start

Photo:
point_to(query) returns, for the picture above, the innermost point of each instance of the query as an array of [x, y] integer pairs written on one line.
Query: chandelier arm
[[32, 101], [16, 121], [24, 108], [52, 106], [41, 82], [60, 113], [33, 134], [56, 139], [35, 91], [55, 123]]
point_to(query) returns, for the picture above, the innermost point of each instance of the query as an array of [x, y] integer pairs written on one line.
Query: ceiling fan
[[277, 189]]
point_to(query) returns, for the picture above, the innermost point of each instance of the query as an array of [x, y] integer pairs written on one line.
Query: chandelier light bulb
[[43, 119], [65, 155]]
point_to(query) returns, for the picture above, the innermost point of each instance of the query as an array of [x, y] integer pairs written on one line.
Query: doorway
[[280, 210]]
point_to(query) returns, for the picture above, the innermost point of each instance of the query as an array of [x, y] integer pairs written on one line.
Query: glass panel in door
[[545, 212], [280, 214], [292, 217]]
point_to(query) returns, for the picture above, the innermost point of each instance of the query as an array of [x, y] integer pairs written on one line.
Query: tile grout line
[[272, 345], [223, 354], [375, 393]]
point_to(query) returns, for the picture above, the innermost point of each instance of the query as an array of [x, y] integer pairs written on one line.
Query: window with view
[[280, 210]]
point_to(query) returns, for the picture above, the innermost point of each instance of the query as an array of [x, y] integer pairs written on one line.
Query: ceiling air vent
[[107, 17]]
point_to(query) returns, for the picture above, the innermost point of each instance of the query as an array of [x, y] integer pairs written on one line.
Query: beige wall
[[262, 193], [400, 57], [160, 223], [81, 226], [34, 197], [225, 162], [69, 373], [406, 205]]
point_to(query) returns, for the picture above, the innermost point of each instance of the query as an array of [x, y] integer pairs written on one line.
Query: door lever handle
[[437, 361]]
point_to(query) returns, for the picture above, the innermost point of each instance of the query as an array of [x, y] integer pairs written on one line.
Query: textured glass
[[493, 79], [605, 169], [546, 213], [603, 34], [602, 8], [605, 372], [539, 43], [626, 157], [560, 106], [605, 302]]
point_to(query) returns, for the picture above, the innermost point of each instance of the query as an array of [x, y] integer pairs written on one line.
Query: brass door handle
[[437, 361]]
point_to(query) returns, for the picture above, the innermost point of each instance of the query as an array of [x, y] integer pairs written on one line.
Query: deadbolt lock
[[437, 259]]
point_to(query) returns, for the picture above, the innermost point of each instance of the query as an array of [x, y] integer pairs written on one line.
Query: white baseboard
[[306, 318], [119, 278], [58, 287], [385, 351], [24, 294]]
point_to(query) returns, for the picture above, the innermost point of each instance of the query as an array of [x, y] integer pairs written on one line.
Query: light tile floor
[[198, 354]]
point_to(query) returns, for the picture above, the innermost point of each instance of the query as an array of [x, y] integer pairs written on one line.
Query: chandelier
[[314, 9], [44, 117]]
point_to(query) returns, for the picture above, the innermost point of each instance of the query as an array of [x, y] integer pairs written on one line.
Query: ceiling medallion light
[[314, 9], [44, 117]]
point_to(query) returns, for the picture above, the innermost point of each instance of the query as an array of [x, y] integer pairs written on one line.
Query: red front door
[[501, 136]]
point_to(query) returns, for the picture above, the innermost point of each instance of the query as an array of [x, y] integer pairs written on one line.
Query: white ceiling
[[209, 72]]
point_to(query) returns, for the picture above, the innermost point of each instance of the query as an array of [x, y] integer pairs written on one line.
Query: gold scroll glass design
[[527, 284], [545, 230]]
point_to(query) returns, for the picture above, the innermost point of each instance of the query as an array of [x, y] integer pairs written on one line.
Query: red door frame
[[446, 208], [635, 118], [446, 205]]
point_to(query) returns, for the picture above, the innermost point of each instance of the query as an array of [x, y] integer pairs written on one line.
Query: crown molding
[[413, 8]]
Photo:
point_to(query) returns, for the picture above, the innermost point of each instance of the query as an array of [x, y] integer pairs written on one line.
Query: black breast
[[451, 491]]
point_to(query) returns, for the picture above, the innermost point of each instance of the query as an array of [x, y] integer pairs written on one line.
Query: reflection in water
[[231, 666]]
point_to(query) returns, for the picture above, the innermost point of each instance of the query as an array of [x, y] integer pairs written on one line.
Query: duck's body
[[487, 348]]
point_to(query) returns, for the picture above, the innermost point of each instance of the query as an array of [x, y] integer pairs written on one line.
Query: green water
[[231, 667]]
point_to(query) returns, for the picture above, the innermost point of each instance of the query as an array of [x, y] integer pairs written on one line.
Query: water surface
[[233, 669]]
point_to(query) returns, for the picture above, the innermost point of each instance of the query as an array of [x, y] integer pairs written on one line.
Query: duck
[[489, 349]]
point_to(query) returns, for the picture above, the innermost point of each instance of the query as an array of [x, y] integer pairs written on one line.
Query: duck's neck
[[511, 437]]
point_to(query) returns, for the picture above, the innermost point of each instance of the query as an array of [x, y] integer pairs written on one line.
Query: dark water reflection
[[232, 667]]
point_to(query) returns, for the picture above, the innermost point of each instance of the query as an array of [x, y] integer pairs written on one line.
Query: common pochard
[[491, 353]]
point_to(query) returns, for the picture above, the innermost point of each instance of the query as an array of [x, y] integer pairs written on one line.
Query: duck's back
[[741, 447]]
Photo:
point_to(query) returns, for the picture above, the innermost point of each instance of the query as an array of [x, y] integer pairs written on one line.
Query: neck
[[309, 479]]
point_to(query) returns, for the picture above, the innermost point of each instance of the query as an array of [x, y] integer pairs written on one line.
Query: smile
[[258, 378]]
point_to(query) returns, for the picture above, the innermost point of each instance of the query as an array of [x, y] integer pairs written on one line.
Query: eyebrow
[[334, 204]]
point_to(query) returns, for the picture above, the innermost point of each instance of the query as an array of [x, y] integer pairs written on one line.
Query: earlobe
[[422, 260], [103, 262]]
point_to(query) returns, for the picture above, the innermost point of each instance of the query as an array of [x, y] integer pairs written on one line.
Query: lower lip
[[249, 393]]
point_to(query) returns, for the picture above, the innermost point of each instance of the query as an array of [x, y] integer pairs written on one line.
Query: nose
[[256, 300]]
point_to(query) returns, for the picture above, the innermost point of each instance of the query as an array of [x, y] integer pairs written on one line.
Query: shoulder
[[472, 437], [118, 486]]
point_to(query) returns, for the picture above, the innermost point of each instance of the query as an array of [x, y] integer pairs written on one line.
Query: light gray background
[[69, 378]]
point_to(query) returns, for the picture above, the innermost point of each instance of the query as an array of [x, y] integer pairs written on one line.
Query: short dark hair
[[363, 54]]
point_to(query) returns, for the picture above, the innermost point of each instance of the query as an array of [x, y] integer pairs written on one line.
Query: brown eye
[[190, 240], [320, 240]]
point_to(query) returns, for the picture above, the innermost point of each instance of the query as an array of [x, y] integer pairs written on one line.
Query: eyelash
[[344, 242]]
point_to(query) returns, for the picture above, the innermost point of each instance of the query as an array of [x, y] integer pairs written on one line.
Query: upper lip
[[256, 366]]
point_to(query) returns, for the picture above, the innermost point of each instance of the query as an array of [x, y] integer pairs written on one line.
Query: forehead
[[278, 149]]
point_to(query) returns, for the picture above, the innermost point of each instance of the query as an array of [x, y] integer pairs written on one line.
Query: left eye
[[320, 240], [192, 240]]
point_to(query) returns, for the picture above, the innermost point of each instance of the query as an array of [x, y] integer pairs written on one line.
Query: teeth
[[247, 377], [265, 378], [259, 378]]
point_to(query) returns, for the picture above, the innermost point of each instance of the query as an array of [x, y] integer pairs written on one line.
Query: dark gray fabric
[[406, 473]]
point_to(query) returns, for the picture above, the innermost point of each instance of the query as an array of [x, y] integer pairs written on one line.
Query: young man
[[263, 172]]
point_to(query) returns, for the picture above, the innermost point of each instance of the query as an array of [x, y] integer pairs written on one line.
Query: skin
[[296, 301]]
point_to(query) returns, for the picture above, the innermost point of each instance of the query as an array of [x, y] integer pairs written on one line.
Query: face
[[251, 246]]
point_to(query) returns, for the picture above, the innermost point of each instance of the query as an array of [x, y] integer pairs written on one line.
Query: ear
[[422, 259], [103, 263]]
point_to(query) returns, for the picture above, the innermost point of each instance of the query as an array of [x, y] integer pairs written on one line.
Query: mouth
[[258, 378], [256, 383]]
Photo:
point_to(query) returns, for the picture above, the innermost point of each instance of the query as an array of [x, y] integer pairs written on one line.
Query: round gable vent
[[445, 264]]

end

§ **Exercise aim**
List every line in the records above that contains the word "duck", treating uppercase and lowercase as distinct.

§ **Result of the exercise**
Query: duck's body
Query: duck
Query: duck's neck
Query: duck's back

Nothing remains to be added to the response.